Segment Start: DATASET CONTENT

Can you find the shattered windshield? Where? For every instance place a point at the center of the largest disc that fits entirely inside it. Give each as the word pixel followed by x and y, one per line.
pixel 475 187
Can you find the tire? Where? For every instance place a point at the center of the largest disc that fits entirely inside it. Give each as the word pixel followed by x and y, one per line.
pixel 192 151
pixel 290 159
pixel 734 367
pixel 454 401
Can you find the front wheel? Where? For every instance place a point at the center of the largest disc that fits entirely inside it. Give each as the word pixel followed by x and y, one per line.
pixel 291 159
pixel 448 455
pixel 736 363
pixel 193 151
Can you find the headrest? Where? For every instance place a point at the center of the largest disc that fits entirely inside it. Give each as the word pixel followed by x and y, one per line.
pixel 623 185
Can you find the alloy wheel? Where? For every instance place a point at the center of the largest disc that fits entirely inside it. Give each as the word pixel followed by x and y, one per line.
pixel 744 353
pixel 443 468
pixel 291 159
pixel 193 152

Segment End: DATASET CONTENT

EXERCISE PROMPT ::
Copy the lines above exactly, beginning at the line containing "Can you find the front" and stopping at the last line.

EXPECTED ANSWER ::
Can you find the front wheel? Where? For every instance place a point at the center of the largest disc that fits entirely inside it. Give each as the word pixel followed by x and y, one per line.
pixel 291 159
pixel 448 455
pixel 736 363
pixel 193 151
Can you find the headrest? Where? For every instance place a point at the center of the largest disc that fits entirely inside it. Give each as the word pixel followed by x and y, one per line.
pixel 623 185
Can you find the alloy wheel? Where? For every instance place a point at the center of the largest disc that fits entirely inside it. Give each as the word pixel followed by x and y, one per line.
pixel 744 353
pixel 443 468
pixel 291 159
pixel 193 152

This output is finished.